Start of DOCUMENT

Monday, April 07, 2008

Great work at home doesn't always mean great work at trials...

Saturday we had another novice trial. This one was quite fun, as I finally got to meet Anda in person, and Julia, Brad, baby Michael, Katie, and Chris all came down to watch. And we got to play with Nancy's little Soot puppy a bit :-)

The novices in my area are pretty lucky to have this series—these trials have been a great barometer to show us what we can do in situations that are maybe a little more stressful or just different than our usual practice conditions. They've definitely been pretty educational for me...

This one was at Cathy's. After the last time I was here, I realized that neither of my dogs run particularly well there. Taz typically runs fast and tight here—whether because of the sheep, the setup of the pasture, the alignment of the stars in the sky, or whatever, he seems to look like he's had barely any training when we work here. If I am taking a lesson, eventually we can work through it and he'll run reasonably well by the end of the session, but it doesn't seem to then carry over to the next time we work here. And Craig just wants to turn the sheep back to me all the time here when we're driving, no matter what. So I didn't have very high expectations for Saturday. Still, we'd been working pretty well lately, so maybe we'd have a good day.

End of DOCUMENT

* **REQUESTS**
a – In the blog post about the novice trial, what does Craig want to do when driving at Cathy's?
b – Pick up the novice trial blog post after its final sentence and keep writing it.
The records can be left aside.

Start of SUPPLIED INFORMATION

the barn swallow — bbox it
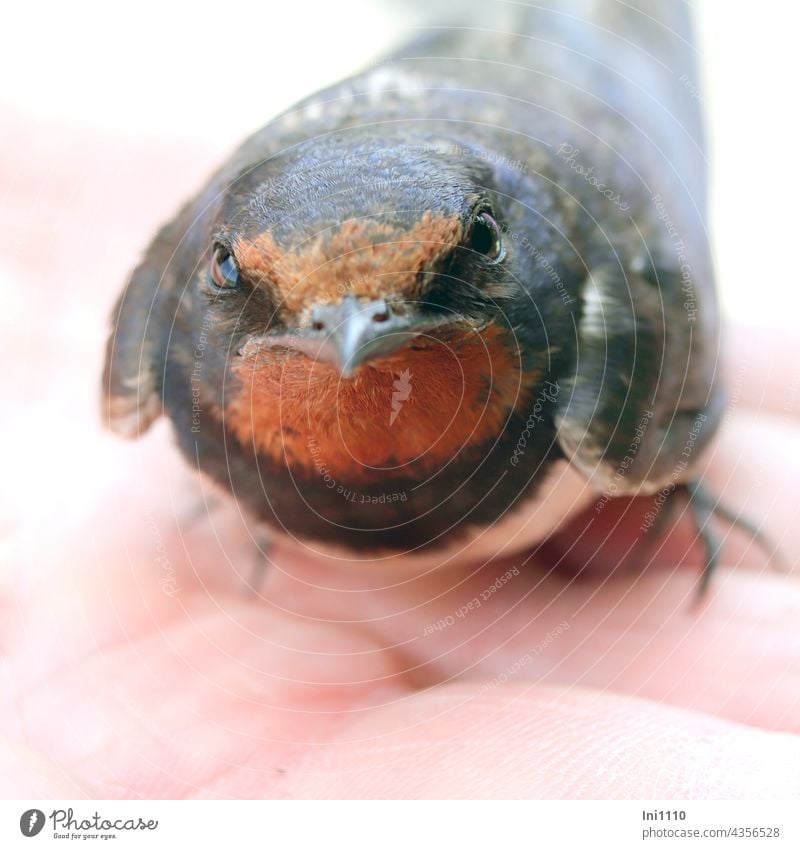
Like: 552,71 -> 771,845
104,0 -> 744,580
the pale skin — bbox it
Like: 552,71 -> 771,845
0,129 -> 800,799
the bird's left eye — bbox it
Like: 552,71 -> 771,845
211,247 -> 239,289
469,212 -> 506,263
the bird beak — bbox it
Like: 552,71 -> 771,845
247,295 -> 460,377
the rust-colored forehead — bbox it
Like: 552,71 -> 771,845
233,212 -> 463,314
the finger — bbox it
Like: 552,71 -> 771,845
288,682 -> 800,799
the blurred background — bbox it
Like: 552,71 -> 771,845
0,0 -> 800,328
0,0 -> 800,547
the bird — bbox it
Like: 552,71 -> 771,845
103,0 -> 748,575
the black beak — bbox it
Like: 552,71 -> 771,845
247,295 -> 463,377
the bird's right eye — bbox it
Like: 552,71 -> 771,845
211,247 -> 239,291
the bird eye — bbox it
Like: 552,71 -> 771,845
211,247 -> 239,290
469,212 -> 506,262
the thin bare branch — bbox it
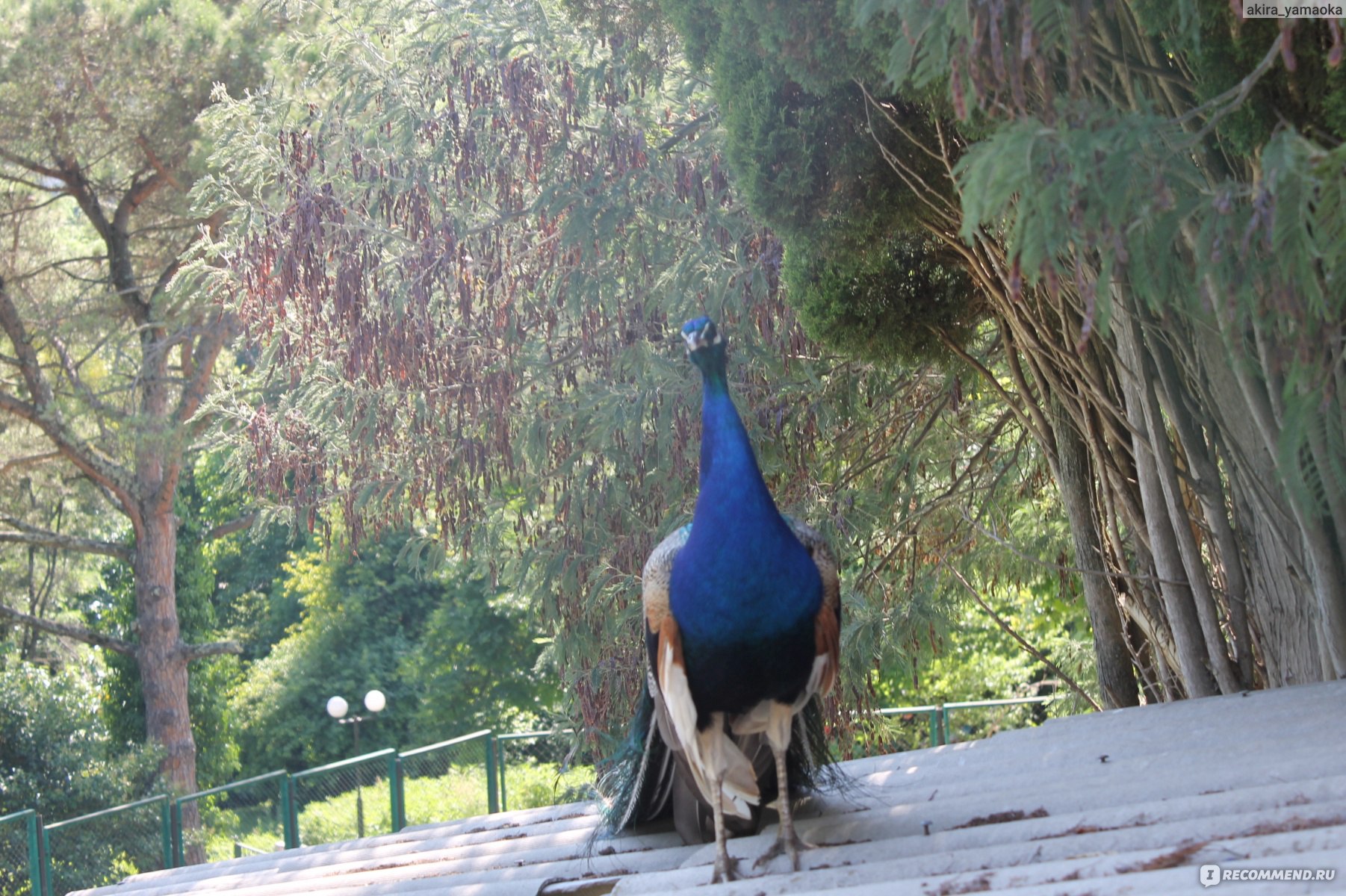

End of SUPPLIED INFORMATION

* **RESPONSES**
a – He wants to turn the sheep back to the writer all the time.

b –
The draw on this field is very heavily toward the south. The trial was held in the pasture with the post on the north side and the trial field running south toward the barn. In this way, the drive would be in the direction of the draw, but it was a left-hand drive, and the sheep were being kept in a pen on the right side, so the draw was somewhat mitigated. To further help our dogs, our judge, Carol Lucero, encouraged us to walk up the field a little while we were beginning the drive to sort of encourage the (very broke) sheep to not bolt (since they'd want to stay close to the person). So obviously this was not exactly mimicking the conditions of a real trial, but the pressure of competing in front of others was real enough for us right now.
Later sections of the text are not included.